DIRECTIONS -> Look through the listing below for the word "leaf" and copy every line where it occurs.
= = = = =
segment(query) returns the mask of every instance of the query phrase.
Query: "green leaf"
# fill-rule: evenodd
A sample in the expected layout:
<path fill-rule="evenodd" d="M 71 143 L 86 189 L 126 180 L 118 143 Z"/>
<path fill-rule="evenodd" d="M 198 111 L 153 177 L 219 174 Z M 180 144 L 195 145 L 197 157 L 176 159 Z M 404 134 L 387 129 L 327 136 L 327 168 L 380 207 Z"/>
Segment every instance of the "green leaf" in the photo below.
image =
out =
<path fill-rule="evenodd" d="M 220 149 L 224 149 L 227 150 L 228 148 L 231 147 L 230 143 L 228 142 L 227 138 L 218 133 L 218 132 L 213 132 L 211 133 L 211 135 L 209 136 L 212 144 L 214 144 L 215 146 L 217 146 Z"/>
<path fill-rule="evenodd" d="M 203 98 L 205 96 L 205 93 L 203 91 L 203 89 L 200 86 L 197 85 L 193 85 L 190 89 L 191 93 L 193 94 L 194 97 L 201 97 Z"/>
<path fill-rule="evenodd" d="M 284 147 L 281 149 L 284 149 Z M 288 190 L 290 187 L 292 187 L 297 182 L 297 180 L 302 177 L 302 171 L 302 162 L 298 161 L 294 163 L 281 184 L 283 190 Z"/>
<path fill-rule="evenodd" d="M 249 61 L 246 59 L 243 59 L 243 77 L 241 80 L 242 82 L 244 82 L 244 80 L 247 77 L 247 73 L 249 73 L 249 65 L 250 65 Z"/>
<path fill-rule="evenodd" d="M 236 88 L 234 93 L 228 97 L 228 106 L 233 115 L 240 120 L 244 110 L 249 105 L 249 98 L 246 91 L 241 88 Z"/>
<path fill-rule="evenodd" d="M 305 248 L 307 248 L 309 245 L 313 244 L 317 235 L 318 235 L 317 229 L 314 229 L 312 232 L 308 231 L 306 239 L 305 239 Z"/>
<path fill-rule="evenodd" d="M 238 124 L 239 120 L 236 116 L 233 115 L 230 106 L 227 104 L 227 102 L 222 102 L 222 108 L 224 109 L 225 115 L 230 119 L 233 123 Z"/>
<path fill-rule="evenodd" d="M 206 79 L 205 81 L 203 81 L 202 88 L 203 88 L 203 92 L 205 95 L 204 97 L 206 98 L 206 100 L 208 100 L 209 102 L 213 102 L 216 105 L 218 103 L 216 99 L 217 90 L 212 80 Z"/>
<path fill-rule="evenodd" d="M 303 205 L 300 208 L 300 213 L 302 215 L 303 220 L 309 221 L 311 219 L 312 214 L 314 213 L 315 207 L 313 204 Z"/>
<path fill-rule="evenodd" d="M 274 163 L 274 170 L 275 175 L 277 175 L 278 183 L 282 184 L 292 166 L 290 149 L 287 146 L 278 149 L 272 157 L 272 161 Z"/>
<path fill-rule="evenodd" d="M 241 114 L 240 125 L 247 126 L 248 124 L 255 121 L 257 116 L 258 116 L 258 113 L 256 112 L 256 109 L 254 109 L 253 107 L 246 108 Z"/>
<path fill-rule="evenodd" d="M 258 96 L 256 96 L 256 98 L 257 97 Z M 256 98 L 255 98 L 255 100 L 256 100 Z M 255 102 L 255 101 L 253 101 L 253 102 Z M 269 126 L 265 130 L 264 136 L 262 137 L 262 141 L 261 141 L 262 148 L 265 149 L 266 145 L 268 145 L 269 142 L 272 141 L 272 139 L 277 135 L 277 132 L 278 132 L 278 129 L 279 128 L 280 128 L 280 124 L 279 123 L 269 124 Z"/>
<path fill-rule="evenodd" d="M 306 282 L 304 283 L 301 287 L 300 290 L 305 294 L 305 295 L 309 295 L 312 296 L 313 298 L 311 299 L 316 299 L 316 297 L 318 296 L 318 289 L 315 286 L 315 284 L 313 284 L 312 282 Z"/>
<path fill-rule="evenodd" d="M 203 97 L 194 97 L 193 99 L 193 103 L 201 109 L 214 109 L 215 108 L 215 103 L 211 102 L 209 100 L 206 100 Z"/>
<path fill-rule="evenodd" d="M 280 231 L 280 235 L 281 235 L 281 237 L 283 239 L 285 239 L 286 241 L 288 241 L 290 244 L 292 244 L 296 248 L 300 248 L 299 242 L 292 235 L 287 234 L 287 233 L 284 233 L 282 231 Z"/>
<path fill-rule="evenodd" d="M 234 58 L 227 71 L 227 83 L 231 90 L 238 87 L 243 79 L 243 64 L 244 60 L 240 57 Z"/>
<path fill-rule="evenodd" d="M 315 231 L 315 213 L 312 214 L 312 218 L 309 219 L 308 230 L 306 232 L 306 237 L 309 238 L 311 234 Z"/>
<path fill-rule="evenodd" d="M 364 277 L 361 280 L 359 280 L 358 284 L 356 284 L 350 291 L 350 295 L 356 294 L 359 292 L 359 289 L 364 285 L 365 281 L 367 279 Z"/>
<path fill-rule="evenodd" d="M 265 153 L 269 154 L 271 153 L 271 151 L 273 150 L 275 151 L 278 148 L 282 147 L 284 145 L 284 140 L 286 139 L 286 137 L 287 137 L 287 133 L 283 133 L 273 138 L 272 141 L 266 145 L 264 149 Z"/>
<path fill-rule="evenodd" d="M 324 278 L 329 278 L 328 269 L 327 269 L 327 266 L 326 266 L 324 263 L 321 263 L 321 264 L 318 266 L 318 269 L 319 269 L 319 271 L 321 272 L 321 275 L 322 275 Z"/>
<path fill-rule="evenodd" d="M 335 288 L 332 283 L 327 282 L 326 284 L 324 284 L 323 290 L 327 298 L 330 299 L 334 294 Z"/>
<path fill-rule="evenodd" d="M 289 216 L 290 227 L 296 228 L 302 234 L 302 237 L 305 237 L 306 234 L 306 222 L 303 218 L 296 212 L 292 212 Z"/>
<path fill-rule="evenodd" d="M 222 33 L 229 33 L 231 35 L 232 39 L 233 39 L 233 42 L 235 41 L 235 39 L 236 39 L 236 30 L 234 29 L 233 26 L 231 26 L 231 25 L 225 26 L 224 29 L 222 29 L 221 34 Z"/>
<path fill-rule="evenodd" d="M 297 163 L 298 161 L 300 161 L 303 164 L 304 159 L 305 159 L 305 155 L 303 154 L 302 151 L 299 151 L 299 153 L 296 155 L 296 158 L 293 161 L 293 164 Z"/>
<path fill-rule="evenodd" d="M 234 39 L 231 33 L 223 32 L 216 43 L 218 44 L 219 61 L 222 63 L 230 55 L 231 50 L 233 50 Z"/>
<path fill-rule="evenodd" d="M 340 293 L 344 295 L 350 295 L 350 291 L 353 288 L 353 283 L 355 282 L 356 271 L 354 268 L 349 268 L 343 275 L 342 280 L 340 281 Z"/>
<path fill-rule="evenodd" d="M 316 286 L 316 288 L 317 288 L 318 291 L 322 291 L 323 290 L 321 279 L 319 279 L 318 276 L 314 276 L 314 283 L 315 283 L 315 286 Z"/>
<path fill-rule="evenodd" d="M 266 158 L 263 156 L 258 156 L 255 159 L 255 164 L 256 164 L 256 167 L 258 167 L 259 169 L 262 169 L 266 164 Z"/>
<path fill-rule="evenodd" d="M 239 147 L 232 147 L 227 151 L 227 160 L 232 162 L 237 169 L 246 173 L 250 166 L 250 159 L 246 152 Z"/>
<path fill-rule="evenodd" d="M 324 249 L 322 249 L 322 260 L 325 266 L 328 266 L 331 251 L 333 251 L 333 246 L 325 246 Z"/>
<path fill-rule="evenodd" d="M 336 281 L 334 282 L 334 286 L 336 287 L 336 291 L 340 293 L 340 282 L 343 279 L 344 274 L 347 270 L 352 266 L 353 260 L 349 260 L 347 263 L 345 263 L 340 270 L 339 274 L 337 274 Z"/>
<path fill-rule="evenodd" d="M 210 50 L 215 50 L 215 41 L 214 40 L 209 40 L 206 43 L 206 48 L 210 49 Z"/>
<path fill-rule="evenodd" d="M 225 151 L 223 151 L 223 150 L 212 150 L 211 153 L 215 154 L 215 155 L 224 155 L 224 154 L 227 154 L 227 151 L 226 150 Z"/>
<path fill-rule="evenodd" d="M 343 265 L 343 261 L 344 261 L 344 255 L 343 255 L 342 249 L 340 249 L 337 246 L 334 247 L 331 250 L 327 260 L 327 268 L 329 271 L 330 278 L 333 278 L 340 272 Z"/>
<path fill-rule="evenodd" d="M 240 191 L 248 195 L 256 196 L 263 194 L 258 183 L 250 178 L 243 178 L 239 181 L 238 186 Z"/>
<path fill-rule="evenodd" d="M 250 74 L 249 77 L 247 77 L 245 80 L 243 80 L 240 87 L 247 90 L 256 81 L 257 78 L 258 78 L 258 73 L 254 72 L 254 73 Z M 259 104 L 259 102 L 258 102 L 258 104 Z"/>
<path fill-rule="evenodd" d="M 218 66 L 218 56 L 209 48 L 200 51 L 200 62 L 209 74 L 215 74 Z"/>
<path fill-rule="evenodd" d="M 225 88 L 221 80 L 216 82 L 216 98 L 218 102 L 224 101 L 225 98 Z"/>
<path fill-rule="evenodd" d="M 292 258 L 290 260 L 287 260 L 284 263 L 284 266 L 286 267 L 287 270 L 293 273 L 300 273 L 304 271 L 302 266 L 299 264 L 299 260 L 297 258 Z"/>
= = = = =
RESULT ->
Query: "green leaf"
Segment every instance of the "green leaf" in the photo below.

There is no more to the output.